— Actions to take —
(a) In the kernel methods text, rewrite the paragraph beginning "The Gram matrix stores" as a short bulleted list that keeps its main facts.
(b) Reproduce the kernel methods text from "Code cell 5" to "fig.tight_layout()".
(c) Write the next part of the kernel methods text, picking up after its final line.

— Document —

━━━━━━━━━━━━━━━━

1. Nonlinear data and the need for feature spaces

A kernel method often starts with data that is not linearly separable in the original coordinates. The rings dataset below is the canonical visual example.

Code cell 5

header("1.1 Generate nonlinear ring data")
X, y = make_rings(n_per_class=80, noise=0.07)
fig, ax = plt.subplots(figsize=(7, 7))
ax.scatter(X[y == 1, 0], X[y == 1, 1], color=COLORS["primary"], label="class +1", alpha=0.8)
ax.scatter(X[y == -1, 0], X[y == -1, 1], color=COLORS["secondary"], label="class -1", alpha=0.8)
ax.set_title("Concentric rings are not linearly separable")
ax.set_xlabel("$x_1$")
ax.set_ylabel("$x_2$")
ax.legend()
fig.tight_layout()
plt.show()
print(f"Dataset shape: {X.shape}, label balance: {np.bincount((y < 0).astype(int)).tolist()}")

2. Feature maps and polynomial kernels

The degree-2 homogeneous polynomial kernel has an explicit feature map in two dimensions. This cell verifies the identity numerically.

Code cell 7

header("2.1 Explicit feature map for a degree-2 polynomial kernel")
def phi_degree2_homogeneous(X):
    x1, x2 = X[:, 0], X[:, 1]
    return np.column_stack([x1**2, np.sqrt(2)*x1*x2, x2**2])

A = np.random.randn(5, 2)
B = np.random.randn(7, 2)
explicit = phi_degree2_homogeneous(A) @ phi_degree2_homogeneous(B).T
implicit = (A @ B.T) ** 2
check_close("explicit feature map equals polynomial kernel", explicit, implicit, tol=1e-10)
print("Feature dimension for 2D degree-2 homogeneous polynomial:", phi_degree2_homogeneous(A).shape[1])

3. Gram matrices

The Gram matrix stores pairwise kernel values over a finite dataset. For valid kernels, the Gram matrix is positive semidefinite for every finite dataset.

Code cell 9

header("3.1 Compare linear, polynomial, and RBF Gram matrices")
K_linear = linear_kernel(X)
K_poly = polynomial_kernel(X, degree=3, c=1.0)
K_rbf = rbf_kernel(X, gamma=1.5)
for name, K in [("linear", K_linear), ("polynomial", K_poly), ("RBF", K_rbf)]:
    eig = psd_eigenvalues(K)
    print(f"{name:10s}: shape={K.shape}, min eigenvalue={eig.min(): .3e}, max eigenvalue={eig.max(): .3e}")
    check_true(f"{name} Gram matrix is symmetric", np.allclose(K, K.T, atol=1e-10))

━━━━━━━━━━━━━━━━

— Supplied records —

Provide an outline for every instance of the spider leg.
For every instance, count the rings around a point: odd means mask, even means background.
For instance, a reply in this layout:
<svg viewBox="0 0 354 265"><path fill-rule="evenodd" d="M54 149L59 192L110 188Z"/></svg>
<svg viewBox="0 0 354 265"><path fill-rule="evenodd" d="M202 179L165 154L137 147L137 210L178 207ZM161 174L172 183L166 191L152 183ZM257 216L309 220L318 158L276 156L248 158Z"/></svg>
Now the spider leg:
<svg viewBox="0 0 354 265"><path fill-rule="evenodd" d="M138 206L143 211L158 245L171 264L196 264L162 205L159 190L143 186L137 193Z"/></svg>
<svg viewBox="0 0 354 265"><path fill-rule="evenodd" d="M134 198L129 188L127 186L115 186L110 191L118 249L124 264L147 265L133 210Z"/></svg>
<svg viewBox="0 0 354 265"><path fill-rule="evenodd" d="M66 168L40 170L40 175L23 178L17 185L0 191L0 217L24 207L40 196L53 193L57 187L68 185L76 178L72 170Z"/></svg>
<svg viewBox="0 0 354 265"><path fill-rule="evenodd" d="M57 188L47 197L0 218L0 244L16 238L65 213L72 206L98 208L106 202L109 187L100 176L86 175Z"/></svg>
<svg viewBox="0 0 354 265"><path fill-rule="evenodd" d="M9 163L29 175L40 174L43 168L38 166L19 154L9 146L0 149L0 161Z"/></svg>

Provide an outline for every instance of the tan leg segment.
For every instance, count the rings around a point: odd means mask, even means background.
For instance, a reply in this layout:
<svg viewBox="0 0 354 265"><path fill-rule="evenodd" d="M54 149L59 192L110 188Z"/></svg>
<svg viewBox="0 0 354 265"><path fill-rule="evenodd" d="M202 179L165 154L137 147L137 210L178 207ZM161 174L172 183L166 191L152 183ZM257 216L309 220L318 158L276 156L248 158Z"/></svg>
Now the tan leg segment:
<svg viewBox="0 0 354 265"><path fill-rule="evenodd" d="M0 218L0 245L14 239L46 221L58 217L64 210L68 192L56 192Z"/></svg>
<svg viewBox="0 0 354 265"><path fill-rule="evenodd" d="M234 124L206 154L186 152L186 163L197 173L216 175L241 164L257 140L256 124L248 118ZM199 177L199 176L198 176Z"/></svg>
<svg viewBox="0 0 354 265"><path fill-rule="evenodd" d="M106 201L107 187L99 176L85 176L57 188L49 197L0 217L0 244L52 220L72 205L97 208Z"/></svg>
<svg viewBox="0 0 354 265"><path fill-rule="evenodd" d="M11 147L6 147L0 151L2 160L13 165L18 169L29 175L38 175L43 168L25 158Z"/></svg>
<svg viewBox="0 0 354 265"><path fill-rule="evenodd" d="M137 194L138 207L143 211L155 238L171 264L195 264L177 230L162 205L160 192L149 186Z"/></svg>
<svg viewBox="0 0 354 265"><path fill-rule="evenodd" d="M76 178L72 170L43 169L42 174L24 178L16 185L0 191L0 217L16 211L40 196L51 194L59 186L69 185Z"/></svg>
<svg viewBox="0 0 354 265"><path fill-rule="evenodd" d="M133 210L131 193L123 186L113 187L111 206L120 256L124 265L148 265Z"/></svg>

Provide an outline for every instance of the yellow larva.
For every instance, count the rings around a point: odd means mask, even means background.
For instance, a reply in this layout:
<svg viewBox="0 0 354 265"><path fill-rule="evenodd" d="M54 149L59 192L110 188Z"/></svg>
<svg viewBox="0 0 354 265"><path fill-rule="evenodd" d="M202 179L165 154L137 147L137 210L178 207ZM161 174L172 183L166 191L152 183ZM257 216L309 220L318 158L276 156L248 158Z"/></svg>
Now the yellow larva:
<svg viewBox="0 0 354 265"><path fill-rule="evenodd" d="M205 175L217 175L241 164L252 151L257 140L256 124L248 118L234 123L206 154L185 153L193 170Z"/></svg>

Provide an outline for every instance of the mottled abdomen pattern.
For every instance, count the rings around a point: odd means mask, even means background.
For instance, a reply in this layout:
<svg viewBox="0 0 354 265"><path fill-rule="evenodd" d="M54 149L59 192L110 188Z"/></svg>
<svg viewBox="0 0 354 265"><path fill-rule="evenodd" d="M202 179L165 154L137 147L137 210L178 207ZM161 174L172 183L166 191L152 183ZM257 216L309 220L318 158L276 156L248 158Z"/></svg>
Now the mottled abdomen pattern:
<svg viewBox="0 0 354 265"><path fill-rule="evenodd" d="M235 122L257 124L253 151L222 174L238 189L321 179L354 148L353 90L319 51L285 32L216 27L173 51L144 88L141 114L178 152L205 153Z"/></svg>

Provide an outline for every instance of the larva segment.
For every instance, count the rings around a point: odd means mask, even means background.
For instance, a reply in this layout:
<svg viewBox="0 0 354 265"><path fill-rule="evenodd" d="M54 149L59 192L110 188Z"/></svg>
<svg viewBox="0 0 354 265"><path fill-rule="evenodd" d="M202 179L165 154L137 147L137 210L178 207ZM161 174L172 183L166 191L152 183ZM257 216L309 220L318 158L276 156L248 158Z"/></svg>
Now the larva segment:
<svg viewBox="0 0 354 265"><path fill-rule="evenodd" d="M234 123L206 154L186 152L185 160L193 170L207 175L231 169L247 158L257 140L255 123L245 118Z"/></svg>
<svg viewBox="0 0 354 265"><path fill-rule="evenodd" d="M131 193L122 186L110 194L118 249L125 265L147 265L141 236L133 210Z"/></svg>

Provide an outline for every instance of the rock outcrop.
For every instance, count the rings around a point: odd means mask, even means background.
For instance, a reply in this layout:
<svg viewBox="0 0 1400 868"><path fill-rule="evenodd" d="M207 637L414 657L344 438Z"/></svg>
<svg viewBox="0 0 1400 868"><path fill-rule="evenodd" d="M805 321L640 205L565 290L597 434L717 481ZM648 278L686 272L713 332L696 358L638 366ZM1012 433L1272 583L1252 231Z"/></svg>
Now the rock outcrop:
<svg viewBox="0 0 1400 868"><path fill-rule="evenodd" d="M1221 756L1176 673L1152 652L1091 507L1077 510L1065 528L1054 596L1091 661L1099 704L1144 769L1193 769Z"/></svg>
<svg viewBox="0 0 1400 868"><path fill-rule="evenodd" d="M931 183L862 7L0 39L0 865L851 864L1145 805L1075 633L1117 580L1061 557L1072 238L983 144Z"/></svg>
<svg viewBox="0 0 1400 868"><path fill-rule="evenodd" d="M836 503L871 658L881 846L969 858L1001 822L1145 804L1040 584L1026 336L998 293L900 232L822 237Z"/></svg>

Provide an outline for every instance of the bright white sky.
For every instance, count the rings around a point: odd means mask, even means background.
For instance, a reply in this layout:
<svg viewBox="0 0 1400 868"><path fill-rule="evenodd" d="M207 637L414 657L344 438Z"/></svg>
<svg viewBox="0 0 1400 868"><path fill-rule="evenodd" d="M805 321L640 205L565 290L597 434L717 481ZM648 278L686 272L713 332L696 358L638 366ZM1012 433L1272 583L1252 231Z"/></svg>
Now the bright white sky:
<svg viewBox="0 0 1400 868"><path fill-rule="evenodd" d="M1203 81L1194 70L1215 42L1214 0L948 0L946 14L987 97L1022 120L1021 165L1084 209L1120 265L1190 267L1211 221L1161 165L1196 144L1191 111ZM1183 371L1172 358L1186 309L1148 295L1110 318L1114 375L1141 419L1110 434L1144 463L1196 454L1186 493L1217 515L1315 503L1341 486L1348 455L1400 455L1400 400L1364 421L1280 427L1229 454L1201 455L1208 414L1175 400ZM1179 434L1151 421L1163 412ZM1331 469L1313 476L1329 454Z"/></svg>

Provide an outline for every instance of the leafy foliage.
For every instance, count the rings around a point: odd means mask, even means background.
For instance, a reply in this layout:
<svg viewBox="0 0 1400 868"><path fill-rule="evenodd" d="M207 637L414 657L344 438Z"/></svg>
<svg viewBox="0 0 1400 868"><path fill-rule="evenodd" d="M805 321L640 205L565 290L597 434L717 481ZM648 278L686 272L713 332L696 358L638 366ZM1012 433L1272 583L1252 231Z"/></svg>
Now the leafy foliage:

━━━━━━━━━━━━━━━━

— The answers —
(a)
- A Gram matrix holds the pairwise kernel values over a finite dataset.
- For a valid kernel, it is positive semidefinite on every finite dataset.

(b)
Code cell 5

header("1.1 Generate nonlinear ring data")
X, y = make_rings(n_per_class=80, noise=0.07)
fig, ax = plt.subplots(figsize=(7, 7))
ax.scatter(X[y == 1, 0], X[y == 1, 1], color=COLORS["primary"], label="class +1", alpha=0.8)
ax.scatter(X[y == -1, 0], X[y == -1, 1], color=COLORS["secondary"], label="class -1", alpha=0.8)
ax.set_title("Concentric rings are not linearly separable")
ax.set_xlabel("$x_1$")
ax.set_ylabel("$x_2$")
ax.legend()
fig.tight_layout()

(c)
    check_true(f"{name} Gram matrix is PSD up to tolerance", eig.min() > -1e-8)

Code cell 10

header("3.2 Visualize Gram matrices")
fig, axes = plt.subplots(1, 3, figsize=(15, 4))
for ax, K, title in zip(axes, [K_linear, K_poly, K_rbf], ["Linear", "Polynomial", "RBF"]):
    im = ax.imshow(K, cmap="viridis", aspect="auto")
    fig.colorbar(im, ax=ax, fraction=0.046, pad=0.04)
    ax.set_title(f"{title} Gram matrix")
    ax.set_xlabel("Example index")
    ax.set_ylabel("Example index")
fig.tight_layout()
plt.show()
print("Displayed three Gram matrices.")

4. Counterexamples

Symmetry alone is not enough. A similarity can look reasonable and still fail the PSD condition.

Code cell 12

header("4.1 A symmetric similarity that is not PSD")
points = np.array([[-1.0], [0.0], [1.0]])
K_bad = -((points - points.T) ** 2)
eig_bad = psd_eigenvalues(K_bad)
print("Bad Gram matrix:\n", K_bad)
print("Eigenvalues:", eig_bad)
check_true("bad similarity has a negative eigenvalue", eig_bad.min() < -1e-8)

5. Kernel normalization

Kernel normalization converts feature-space inner products into feature-space cosine similarities.

Code cell 14

header("5.1 Normalize an RBF Gram matrix")
K_norm = normalize_kernel(K_rbf)
check_close("normalized diagonal is one", np.diag(K_norm), np.ones(K_norm.shape[0]), tol=1e-10)
print("First 5 normalized kernel values in row 0:", np.round(K_norm[0, :5], 4))

6. Kernel centering

Kernel PCA needs centered feature vectors. Centering is performed directly on the Gram matrix with $K_c = HKH$.

Code cell 16

header("6.1 Center a kernel matrix")
Kc = center_kernel(K_rbf)
row_sum_norm = np.linalg.norm(Kc.sum(axis=1))
col_sum_norm = np.linalg.norm(Kc.sum(axis=0))
print(f"Row-sum norm after centering: {row_sum_norm:.3e}")
print(f"Column-sum norm after centering: {col_sum_norm:.3e}")
check_true("centered kernel row sums are near zero", row_sum_norm < 1e-8)
check_true("centered kernel column sums are near zero", col_sum_norm < 1e-8)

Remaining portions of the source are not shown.